Selected extract:
Mun (1571-1641) wrote a classic magnum opus "England's Treasure by Foreign Trade." Published only after his death in 1664, it was nevertheless very influential. Mun had been a Director of the East India Company, and, unlike earlier theorists, believed that foreign trade was beneficial. However he didn't hold with any high-faluting nonsense like comparative advantage, or maximization of global economic welfare. For Mun the purpose of foreign trade was to export more than you imported and, consequently, amass a huge store of foreign "Treasure," which you could then use to found colonies that would take control of natural resources. 

To further this objective, countries should: cut back domestic consumption as far as possible; increase the use of land and other domestic resources to reduce imports; encourage the export of goods made with foreign raw materials; and export goods with price-inelastic demand because profits would be greater.

Exercise task: Please give back, word for word, the part of the passage on Mun's views of foreign trade that opens with the words containing "Mun (1571-1641) wrote" and closes with "of natural resources.".

Record set:
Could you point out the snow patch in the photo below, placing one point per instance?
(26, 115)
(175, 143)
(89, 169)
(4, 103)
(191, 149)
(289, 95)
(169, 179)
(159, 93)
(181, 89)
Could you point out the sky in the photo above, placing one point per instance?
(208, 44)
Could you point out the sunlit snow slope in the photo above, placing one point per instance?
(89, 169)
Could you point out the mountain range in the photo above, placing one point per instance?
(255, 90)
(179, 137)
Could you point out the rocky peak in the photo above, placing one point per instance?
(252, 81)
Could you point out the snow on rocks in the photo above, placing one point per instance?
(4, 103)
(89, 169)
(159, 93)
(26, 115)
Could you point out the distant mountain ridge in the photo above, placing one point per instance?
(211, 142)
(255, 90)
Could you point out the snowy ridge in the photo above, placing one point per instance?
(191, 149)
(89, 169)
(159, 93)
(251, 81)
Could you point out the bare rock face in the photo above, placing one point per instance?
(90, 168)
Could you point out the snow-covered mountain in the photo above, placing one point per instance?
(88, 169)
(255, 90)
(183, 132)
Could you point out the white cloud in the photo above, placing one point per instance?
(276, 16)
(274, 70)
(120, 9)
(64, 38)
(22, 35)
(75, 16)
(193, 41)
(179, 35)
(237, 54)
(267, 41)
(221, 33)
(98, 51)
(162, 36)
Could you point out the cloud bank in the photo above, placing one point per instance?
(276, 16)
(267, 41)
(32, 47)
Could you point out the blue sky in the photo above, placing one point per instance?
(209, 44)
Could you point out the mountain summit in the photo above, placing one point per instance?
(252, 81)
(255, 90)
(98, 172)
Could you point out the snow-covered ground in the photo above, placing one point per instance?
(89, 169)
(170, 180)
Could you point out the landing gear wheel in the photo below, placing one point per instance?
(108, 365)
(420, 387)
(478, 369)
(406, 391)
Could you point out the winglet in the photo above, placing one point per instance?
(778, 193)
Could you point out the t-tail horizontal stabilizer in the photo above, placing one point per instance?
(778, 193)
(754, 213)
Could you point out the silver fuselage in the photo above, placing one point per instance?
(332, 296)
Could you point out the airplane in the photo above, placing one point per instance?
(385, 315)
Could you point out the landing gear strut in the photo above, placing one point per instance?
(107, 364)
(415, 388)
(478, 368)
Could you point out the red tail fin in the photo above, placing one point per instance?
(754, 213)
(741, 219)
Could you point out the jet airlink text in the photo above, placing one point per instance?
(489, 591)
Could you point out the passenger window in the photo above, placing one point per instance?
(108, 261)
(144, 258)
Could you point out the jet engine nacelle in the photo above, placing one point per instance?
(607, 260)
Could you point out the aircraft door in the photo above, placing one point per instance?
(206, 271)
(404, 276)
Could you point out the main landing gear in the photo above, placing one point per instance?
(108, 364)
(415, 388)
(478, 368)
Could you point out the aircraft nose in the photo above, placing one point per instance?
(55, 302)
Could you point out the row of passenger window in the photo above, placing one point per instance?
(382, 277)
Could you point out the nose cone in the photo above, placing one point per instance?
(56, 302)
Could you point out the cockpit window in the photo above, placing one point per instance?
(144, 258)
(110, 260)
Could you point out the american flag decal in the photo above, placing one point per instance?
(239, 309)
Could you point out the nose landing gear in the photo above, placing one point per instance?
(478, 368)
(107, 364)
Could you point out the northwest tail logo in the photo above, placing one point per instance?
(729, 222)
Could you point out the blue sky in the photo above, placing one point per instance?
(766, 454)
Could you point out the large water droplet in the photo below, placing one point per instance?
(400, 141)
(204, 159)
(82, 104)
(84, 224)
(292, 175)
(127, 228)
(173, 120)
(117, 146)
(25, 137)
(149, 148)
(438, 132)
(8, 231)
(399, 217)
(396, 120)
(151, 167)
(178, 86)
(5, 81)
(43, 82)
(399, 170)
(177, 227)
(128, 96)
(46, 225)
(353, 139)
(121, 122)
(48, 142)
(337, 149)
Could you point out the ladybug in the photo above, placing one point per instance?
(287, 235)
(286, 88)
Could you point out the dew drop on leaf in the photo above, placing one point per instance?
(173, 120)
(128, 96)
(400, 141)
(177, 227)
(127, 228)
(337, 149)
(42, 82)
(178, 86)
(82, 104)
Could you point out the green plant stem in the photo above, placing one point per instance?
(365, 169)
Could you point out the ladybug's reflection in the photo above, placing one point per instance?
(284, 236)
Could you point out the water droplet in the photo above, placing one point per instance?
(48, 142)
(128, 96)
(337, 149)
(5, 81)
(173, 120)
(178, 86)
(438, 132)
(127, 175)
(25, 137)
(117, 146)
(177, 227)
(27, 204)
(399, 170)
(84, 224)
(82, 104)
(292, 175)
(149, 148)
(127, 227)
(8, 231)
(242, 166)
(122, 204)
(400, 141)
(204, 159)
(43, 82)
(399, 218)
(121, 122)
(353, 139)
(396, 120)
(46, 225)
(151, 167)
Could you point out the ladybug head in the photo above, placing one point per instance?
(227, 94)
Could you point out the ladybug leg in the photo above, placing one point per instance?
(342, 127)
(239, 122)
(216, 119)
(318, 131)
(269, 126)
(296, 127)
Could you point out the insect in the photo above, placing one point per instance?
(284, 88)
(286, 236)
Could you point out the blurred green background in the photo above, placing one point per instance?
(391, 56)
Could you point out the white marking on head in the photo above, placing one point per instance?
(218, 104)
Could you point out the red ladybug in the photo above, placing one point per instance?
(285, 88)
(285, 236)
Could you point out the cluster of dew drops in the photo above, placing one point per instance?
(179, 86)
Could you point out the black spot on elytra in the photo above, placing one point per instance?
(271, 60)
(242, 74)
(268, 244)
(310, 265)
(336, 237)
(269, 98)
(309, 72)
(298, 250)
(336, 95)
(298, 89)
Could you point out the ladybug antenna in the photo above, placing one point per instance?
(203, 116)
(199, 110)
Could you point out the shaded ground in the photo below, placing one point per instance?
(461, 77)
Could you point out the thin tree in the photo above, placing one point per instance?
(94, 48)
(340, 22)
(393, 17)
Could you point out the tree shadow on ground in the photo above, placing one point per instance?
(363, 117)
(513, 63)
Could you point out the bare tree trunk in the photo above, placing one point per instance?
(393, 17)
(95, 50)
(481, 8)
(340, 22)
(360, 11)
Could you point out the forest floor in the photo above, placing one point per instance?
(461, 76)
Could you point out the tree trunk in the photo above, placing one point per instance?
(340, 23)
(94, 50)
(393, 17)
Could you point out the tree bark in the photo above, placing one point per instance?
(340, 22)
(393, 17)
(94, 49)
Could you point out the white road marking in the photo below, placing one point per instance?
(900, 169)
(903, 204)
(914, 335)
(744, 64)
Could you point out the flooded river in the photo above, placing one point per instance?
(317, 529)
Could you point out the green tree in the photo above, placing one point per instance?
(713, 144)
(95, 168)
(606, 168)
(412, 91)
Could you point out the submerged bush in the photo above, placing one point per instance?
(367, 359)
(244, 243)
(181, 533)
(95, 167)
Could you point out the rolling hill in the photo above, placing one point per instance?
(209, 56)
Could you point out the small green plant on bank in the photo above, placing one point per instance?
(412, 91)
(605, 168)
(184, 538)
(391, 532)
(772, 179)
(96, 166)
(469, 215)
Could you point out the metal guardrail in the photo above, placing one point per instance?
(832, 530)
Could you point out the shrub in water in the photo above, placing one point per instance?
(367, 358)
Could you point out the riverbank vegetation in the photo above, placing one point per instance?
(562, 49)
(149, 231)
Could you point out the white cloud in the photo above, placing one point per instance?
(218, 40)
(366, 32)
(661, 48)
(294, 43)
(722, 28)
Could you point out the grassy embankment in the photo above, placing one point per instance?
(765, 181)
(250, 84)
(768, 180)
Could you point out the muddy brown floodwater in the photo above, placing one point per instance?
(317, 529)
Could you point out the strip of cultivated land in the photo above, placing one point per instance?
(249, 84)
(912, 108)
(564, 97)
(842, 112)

Complete output:
Mun (1571-1641) wrote a classic magnum opus "England's Treasure by Foreign Trade." Published only after his death in 1664, it was nevertheless very influential. Mun had been a Director of the East India Company, and, unlike earlier theorists, believed that foreign trade was beneficial. However he didn't hold with any high-faluting nonsense like comparative advantage, or maximization of global economic welfare. For Mun the purpose of foreign trade was to export more than you imported and, consequently, amass a huge store of foreign "Treasure," which you could then use to found colonies that would take control of natural resources.